Restate the entries below verbatim.

==== Rows ====

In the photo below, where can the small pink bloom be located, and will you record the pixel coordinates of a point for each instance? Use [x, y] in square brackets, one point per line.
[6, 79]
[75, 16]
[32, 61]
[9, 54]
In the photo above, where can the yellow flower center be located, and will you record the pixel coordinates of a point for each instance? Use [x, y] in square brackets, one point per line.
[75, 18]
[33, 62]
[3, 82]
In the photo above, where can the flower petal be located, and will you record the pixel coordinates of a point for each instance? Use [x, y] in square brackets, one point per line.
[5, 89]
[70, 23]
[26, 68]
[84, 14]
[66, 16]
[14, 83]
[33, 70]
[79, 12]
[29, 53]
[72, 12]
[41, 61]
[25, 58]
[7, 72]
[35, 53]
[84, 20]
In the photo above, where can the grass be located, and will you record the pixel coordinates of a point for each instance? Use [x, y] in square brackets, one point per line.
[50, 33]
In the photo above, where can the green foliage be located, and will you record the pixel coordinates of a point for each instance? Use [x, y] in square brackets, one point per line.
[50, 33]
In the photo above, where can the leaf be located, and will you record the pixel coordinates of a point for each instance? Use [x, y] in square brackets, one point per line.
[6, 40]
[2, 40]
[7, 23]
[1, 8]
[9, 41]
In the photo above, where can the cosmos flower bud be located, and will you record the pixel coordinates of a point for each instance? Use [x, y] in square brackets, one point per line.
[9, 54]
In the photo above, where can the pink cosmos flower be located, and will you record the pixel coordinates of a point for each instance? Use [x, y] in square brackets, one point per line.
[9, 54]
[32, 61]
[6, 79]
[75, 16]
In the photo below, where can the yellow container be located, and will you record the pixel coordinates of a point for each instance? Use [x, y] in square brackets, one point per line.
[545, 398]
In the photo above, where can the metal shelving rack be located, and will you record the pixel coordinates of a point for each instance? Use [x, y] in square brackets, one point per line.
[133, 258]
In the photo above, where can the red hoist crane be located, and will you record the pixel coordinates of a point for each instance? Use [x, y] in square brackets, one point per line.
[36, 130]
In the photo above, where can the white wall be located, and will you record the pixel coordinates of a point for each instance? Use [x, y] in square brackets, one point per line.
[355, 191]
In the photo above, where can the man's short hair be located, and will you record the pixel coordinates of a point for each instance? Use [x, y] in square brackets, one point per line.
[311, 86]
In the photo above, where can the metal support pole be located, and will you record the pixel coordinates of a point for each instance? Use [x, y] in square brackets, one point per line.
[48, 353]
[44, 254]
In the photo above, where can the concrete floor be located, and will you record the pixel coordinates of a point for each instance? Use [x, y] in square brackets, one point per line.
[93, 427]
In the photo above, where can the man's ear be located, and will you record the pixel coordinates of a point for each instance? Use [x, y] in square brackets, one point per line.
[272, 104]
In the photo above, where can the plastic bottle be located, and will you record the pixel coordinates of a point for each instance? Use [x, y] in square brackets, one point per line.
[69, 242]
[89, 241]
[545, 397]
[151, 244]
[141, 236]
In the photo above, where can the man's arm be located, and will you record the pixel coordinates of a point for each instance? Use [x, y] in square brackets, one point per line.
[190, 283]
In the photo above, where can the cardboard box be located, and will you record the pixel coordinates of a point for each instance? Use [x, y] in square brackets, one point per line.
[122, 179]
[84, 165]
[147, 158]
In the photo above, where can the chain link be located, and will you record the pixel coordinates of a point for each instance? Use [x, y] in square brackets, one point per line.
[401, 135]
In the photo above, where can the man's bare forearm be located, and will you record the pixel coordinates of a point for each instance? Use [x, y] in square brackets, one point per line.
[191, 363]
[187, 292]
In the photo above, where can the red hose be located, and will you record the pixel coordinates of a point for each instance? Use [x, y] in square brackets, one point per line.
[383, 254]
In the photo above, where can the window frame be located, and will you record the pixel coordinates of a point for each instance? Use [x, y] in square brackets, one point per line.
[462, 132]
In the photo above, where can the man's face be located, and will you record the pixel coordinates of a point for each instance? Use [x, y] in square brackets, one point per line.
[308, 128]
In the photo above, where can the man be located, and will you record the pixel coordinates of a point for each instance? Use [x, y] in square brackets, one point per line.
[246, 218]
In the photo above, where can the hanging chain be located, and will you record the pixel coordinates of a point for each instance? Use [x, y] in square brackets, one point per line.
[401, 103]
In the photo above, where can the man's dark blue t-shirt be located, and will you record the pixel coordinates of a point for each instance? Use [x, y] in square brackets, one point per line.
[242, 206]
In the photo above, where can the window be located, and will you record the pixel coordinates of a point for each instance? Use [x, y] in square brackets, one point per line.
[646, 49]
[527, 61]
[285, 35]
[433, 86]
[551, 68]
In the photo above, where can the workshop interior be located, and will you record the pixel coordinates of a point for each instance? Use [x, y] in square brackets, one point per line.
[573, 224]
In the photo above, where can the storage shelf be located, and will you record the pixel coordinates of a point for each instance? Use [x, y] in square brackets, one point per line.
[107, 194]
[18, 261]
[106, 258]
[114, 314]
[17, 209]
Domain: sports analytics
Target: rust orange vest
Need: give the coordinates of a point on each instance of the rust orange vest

====

→ Complete response
In the photo below, where can the small pink bloom be located, and will you record the pixel coordinates of a point for each instance? Use [x, y] in square brackets, one point per line.
[6, 79]
[75, 16]
[32, 61]
[9, 54]
In the photo above, where can the yellow flower center be located, and will you record the pixel coordinates of a point for each instance? Use [x, y] in square brackets, one point per line.
[75, 18]
[33, 62]
[3, 82]
In the photo above, where can the flower petal be located, and will you record the pixel coordinates of a point for each instance? Use [x, y] in square brackets, one point per line.
[5, 89]
[70, 23]
[26, 68]
[84, 14]
[66, 16]
[14, 83]
[33, 70]
[79, 12]
[29, 53]
[72, 12]
[41, 61]
[25, 58]
[7, 72]
[35, 53]
[84, 20]
In the photo above, where can the grass be located, and will you record the pixel coordinates of a point for each instance? Use [x, y] in square brackets, one point per line.
[50, 33]
In the photo above, where can the green foliage be located, and will you record the pixel coordinates of a point for each instance? Use [x, y] in square brackets, one point per line.
[50, 33]
In the photo above, where can the leaf be located, and will you record the pixel coordinates of a point for each instance? Use [x, y] in square brackets, one point per line.
[6, 40]
[2, 40]
[7, 23]
[1, 8]
[9, 41]
In the photo above, where can the cosmos flower bud be located, and will you record the pixel coordinates of a point for each instance? Use [x, y] in square brackets, one point per line.
[9, 54]
In the photo above, where can the pink cosmos flower be located, and will you record the pixel coordinates of a point for each instance? Use [x, y] in square brackets, one point per line.
[9, 54]
[32, 61]
[6, 79]
[75, 16]
In the photo below, where can the yellow container be located, and will you record the pixel coordinates of a point for each instance? Use [x, y] in square brackets, one point per line.
[545, 398]
In the photo above, where can the metal shelving rack be located, and will you record the pixel coordinates of a point for each instance? Use [x, y] in square brackets, one point per line.
[133, 258]
In the photo above, where can the red hoist crane be located, and will you record the pixel coordinates of a point for each instance? Use [x, y] in square brackets, one point per line.
[36, 130]
In the photo above, where can the white wall be located, and will you record the pixel coordinates of a point for each instance? Use [x, y] in square brackets, one point per line.
[355, 191]
In the photo above, where can the man's short hair be located, and will you record the pixel coordinates of a point for each instance? Use [x, y] in square brackets, one point per line.
[311, 86]
In the photo above, where can the metal support pole be located, and will you record the pixel coordinates of a point for each instance? Use [x, y] in square brackets, one point per line.
[48, 353]
[44, 254]
In the photo above, where can the concrete floor be located, and will you record the pixel coordinates of a point for each instance? Use [x, y] in square brackets, one point per line.
[93, 427]
In the photo above, where can the man's ear be located, and will you record the pixel coordinates of a point for each instance? Use [x, y] in square brackets, one point per line.
[272, 104]
In the photo above, where can the plastic bottle be located, and will you record the pixel coordinates of a point for each instance? Use [x, y] in square brackets, one point per line.
[69, 242]
[89, 241]
[545, 397]
[151, 244]
[141, 236]
In the photo above, where can the man's arm be located, and will you record the pixel coordinates of a point for each instance? Use [x, y] in square brackets, one point per line.
[190, 283]
In the photo above, where can the cardboard box be located, and will you record the pixel coordinates of a point for each instance? Use [x, y] in square brackets, one point per line.
[122, 179]
[84, 165]
[147, 158]
In the photo above, where can the chain link be located, and will you record the pixel coordinates of a point for each instance? Use [x, y] in square brackets, one point per line.
[401, 135]
In the photo above, where can the man's bare forearm be located, and will you record the pixel coordinates of a point for each instance? Use [x, y] in square brackets, one point per line.
[191, 363]
[187, 292]
In the photo above, where can the red hose be located, and will you record the pixel coordinates of a point for each instance? Use [x, y] in square brackets, one point per line.
[383, 254]
In the photo above, where can the window frame be located, and will you record the pixel coordinates of a point for each instance? Use [x, y] in square brackets, one point per line.
[462, 132]
In the photo above, where can the man's face be located, and will you record the pixel coordinates of a point for each instance? Use [x, y] in square brackets, one point per line.
[308, 128]
In the photo above, where can the man be located, and will you record the pixel coordinates of a point for each instance? Use [x, y] in square brackets, one point per line.
[246, 218]
In the photo above, where can the hanging chain be located, and will you record the pixel coordinates of a point for each instance? Use [x, y] in square brackets, one point per line.
[401, 103]
In the photo above, where can the man's dark blue t-shirt be located, and will you record the pixel coordinates of a point for each instance? Use [x, y] in square brackets, one point per line.
[242, 206]
In the photo above, where can the window be located, and will you record the pixel coordinates of a point for each instance? Use [x, y] in square brackets, one point per line.
[646, 49]
[527, 61]
[285, 35]
[433, 86]
[551, 68]
In the photo above, where can the workshop interior be located, and will you record the pixel coordinates of a point for each instance? Use [x, y] in square brackets, one point per line.
[573, 224]
In the photo above, where can the storage shelf be located, and will you record the pixel coordinates of a point for each instance? Use [x, y] in square brackets, one point per line.
[107, 194]
[18, 261]
[106, 258]
[114, 314]
[17, 209]
Domain: sports analytics
Target: rust orange vest
Need: give the coordinates of a point on each instance of the rust orange vest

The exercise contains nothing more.